RAW RECORDS
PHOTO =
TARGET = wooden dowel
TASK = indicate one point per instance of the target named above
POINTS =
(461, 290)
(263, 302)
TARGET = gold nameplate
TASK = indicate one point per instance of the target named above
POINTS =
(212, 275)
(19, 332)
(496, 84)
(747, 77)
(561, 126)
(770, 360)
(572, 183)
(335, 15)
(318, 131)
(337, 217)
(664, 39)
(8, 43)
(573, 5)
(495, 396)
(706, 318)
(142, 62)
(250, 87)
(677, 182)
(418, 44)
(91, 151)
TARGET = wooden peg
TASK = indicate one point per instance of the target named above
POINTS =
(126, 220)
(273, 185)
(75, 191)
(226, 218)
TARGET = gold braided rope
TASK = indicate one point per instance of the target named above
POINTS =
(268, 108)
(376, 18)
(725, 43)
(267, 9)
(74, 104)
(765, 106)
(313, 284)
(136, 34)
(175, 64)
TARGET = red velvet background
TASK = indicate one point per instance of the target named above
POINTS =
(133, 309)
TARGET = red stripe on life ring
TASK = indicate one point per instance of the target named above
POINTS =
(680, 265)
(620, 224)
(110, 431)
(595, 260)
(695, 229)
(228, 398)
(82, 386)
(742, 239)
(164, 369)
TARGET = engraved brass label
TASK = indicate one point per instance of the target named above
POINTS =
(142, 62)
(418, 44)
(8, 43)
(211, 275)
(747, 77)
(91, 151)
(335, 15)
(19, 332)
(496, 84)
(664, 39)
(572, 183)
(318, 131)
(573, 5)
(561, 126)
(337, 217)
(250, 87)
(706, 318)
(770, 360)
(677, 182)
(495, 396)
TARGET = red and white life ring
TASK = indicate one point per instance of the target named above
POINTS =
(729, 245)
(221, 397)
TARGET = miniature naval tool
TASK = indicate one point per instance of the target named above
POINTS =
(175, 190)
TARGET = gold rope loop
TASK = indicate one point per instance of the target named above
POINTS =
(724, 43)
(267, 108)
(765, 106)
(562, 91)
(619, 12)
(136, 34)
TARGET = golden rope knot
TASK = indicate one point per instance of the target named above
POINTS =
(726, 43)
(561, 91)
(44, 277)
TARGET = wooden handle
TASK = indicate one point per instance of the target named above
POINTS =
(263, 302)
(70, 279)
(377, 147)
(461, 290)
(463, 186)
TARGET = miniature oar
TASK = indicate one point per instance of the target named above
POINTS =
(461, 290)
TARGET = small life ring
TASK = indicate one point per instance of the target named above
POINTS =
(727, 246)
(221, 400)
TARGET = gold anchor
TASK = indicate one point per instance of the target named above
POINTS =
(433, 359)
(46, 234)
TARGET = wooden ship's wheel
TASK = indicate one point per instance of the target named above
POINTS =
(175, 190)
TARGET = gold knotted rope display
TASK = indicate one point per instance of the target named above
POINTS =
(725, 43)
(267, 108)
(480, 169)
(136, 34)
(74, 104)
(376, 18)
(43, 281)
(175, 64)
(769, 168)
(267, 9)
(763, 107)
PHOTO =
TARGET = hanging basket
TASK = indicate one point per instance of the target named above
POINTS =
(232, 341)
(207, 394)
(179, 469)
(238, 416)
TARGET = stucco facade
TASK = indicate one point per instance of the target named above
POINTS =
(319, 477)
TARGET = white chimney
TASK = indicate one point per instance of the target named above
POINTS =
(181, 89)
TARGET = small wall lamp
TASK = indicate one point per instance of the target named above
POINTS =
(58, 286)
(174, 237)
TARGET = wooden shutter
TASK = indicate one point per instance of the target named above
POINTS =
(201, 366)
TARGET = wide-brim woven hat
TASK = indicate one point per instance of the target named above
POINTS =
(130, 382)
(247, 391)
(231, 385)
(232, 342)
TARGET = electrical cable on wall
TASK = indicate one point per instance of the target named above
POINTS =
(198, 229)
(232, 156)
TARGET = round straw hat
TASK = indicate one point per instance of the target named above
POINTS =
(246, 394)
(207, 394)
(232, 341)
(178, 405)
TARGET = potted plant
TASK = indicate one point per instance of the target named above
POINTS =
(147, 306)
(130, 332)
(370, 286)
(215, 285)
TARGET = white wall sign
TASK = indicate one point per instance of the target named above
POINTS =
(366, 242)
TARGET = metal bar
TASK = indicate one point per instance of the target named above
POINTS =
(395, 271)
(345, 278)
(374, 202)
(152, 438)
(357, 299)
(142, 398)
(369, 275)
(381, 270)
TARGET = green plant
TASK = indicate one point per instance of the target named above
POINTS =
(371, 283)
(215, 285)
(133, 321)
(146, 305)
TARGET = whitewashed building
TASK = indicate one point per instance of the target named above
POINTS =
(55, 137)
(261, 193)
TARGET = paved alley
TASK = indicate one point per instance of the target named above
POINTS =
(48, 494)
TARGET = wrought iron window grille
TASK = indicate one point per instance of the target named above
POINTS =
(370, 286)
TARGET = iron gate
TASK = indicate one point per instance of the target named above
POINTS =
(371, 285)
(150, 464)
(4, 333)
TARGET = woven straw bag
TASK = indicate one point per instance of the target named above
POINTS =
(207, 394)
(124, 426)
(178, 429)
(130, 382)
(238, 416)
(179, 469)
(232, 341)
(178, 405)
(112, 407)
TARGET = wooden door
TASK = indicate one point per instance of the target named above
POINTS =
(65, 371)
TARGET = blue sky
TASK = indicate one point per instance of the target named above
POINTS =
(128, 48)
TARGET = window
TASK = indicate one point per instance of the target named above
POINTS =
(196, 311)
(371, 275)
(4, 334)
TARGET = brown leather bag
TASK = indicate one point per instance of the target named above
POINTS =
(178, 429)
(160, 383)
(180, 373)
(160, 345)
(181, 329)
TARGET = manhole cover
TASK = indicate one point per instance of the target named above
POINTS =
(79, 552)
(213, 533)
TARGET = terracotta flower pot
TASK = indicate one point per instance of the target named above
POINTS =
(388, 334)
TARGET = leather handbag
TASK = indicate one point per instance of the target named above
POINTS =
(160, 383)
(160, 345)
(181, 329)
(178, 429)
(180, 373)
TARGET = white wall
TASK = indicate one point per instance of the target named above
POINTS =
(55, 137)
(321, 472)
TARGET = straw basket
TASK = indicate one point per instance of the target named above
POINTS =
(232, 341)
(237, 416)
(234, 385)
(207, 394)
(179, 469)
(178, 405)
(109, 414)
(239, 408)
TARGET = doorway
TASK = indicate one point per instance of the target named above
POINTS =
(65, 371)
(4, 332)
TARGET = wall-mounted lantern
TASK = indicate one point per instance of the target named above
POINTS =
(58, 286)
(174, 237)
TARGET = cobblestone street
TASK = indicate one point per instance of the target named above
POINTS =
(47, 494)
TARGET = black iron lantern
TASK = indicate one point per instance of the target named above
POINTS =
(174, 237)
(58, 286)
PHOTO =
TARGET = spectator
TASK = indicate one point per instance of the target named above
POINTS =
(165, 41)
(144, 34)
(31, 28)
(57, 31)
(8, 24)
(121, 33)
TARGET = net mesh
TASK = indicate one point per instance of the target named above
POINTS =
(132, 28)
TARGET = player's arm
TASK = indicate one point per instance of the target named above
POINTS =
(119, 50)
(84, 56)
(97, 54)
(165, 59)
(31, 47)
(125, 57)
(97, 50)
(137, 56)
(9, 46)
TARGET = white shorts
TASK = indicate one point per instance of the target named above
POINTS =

INSTRUCTIONS FOR THE TASK
Return every one of the items above verbatim, with nothing added, removed, or altered.

PROBLEM SOLUTION
PHOTO =
TARGET = wooden dowel
TASK = indicate one point per instance of the target named above
POINTS =
(461, 290)
(263, 302)
TARGET = gold nameplate
TASK = indicate one point per instance of the target named above
POINTS =
(212, 275)
(19, 332)
(496, 84)
(747, 77)
(561, 126)
(770, 360)
(572, 183)
(335, 15)
(318, 131)
(337, 217)
(664, 39)
(8, 43)
(573, 5)
(495, 396)
(706, 318)
(142, 62)
(250, 87)
(677, 182)
(418, 44)
(91, 151)
TARGET = wooden peg
TASK = indicate one point per instance of the target named above
POINTS =
(126, 220)
(273, 185)
(75, 191)
(226, 218)
TARGET = gold braided rope
TASK = indicate one point per instance of the target named above
POINTS =
(268, 108)
(376, 18)
(725, 43)
(267, 9)
(74, 104)
(765, 106)
(313, 284)
(136, 34)
(175, 64)
TARGET = red velvet background
TASK = indicate one point per instance of the target named above
POINTS =
(133, 309)
TARGET = red stripe on life ring
TASK = indicate one point per instance of the target named above
POINTS =
(680, 265)
(620, 224)
(110, 431)
(595, 260)
(695, 229)
(228, 398)
(82, 386)
(742, 239)
(164, 369)
TARGET = engraved brass label
TASK = indicate one point per instance of the target named above
POINTS =
(142, 62)
(418, 44)
(8, 43)
(211, 275)
(747, 77)
(91, 151)
(335, 15)
(19, 332)
(496, 84)
(664, 39)
(572, 183)
(318, 131)
(573, 5)
(561, 126)
(337, 217)
(250, 87)
(706, 318)
(770, 360)
(677, 182)
(495, 396)
TARGET = red and white life ring
TASK = indicate one point per instance of the target named above
POINTS =
(729, 245)
(221, 397)
TARGET = miniature naval tool
TASK = indicate one point per instance of the target named above
POINTS =
(175, 190)
TARGET = gold rope loop
TASK = indicate one point per instance of the target named above
POINTS =
(724, 43)
(267, 108)
(765, 106)
(562, 91)
(619, 12)
(136, 34)
TARGET = golden rope knot
TASK = indicate one point per instance of the target named above
POINTS =
(726, 43)
(561, 91)
(44, 277)
TARGET = wooden handle
TASK = indicate one point per instance of the target named above
POINTS =
(263, 302)
(70, 279)
(377, 147)
(461, 290)
(463, 186)
TARGET = miniature oar
TASK = indicate one point per instance of the target named above
POINTS =
(461, 290)
TARGET = small life ring
TASK = indicate one point per instance of the target named above
POINTS =
(727, 246)
(221, 400)
TARGET = gold anchor
TASK = indicate one point per instance of the target named above
POINTS =
(433, 359)
(46, 234)
TARGET = wooden ship's wheel
TASK = indicate one point per instance of the target named above
POINTS =
(175, 190)
TARGET = gold knotted rope display
TASK = indicate one point per instance of the target named above
POINTS =
(725, 43)
(267, 108)
(480, 169)
(136, 34)
(74, 104)
(376, 18)
(43, 281)
(175, 64)
(769, 168)
(267, 9)
(763, 107)
PHOTO =
TARGET = hanging basket
TASK = indicate one point per instance of the target named above
POINTS =
(232, 341)
(207, 394)
(179, 469)
(238, 416)
TARGET = stucco facade
TASK = indicate one point per instance of the target named above
POINTS =
(319, 477)
TARGET = white chimney
TASK = indicate one point per instance of the target named above
POINTS =
(181, 89)
TARGET = small wall lamp
TASK = indicate one point per instance of the target named above
POINTS =
(58, 286)
(174, 237)
TARGET = wooden shutter
TASK = indicate one point per instance of the target named above
POINTS =
(201, 366)
TARGET = wide-brim woven hat
TASK = indicate one point per instance of the target named above
POINTS =
(130, 382)
(247, 391)
(231, 385)
(232, 342)
TARGET = electrical cable on wall
TASK = indicate one point per instance of the target named above
POINTS =
(198, 229)
(232, 156)
TARGET = round straw hat
TASK = indicate one point per instance of the target named above
POINTS =
(246, 394)
(207, 394)
(232, 341)
(178, 405)
TARGET = potted plant
TASK = indicate one point per instance of the target named above
POINTS =
(147, 306)
(130, 332)
(370, 286)
(215, 285)
TARGET = white wall sign
TASK = indicate one point per instance of the target named above
POINTS =
(366, 242)
TARGET = metal bar
TASK = indicate one point per instance of the target named above
POINTS =
(395, 271)
(345, 278)
(374, 202)
(152, 438)
(357, 299)
(142, 398)
(369, 275)
(381, 270)
TARGET = green plant
TASK = indicate one point per instance of the target named above
POINTS =
(371, 283)
(215, 285)
(133, 321)
(146, 305)
TARGET = whitewashed building
TASK = indicate one point per instance of the target named above
POINTS =
(55, 137)
(261, 193)
TARGET = paved alley
TASK = indicate one point per instance of the target named above
POINTS =
(48, 494)
TARGET = wrought iron window grille
TASK = indicate one point per instance of the target named above
POINTS =
(370, 286)
TARGET = iron gate
TASK = indicate one point per instance of the target named above
POINTS =
(371, 285)
(150, 464)
(4, 333)
TARGET = woven straw bag
TASK = indicate one point per instance of the target named above
POINTS =
(207, 394)
(124, 426)
(178, 429)
(130, 382)
(238, 416)
(179, 469)
(232, 341)
(178, 405)
(112, 407)
TARGET = wooden door
TASK = indicate one point per instance of the target named above
POINTS =
(65, 371)
TARGET = blue sky
TASK = indicate one point per instance of the target named above
POINTS =
(128, 48)
TARGET = window
TASK = indicate one point per instance of the target named above
POINTS =
(196, 311)
(371, 275)
(4, 334)
TARGET = brown leather bag
TASK = indicate one point per instance of the target named above
POINTS =
(178, 429)
(160, 383)
(180, 373)
(160, 345)
(181, 329)
TARGET = manhole cover
TASK = indicate one point per instance of the target named above
POINTS =
(79, 552)
(213, 533)
TARGET = terracotta flower pot
TASK = indicate one point per instance of the target named above
POINTS =
(388, 334)
TARGET = leather handbag
TASK = indicate one point per instance of the target named above
POINTS =
(160, 383)
(160, 345)
(181, 329)
(178, 429)
(180, 373)
TARGET = white wall
TASK = indicate one point per instance of the target named above
POINTS =
(55, 137)
(321, 472)
TARGET = straw basket
TASK = indicate one point per instance of the target named above
POINTS =
(232, 341)
(237, 416)
(234, 385)
(207, 394)
(179, 469)
(178, 405)
(109, 414)
(239, 408)
TARGET = doorway
TASK = indicate one point per instance of the target named above
POINTS =
(65, 371)
(4, 332)
TARGET = wall-mounted lantern
TASK = indicate one point per instance of the target named above
POINTS =
(58, 286)
(174, 237)
TARGET = cobblestone street
TASK = indicate one point per instance of the target named above
POINTS =
(47, 494)
TARGET = black iron lantern
TASK = indicate one point per instance of the target named above
POINTS =
(174, 237)
(58, 286)
PHOTO =
TARGET = spectator
TASK = indicate one point per instance of the target named above
POINTS =
(165, 41)
(144, 34)
(31, 28)
(57, 31)
(8, 24)
(121, 33)
TARGET = net mesh
TASK = indicate one point per instance of the target named above
POINTS =
(132, 28)
TARGET = player's arm
TASK = indicate one point per instance of the target named above
POINTS =
(119, 50)
(84, 56)
(97, 54)
(165, 59)
(31, 47)
(125, 57)
(97, 50)
(137, 56)
(9, 46)
TARGET = white shorts
TASK = indicate one point per instance of the target named above
POINTS =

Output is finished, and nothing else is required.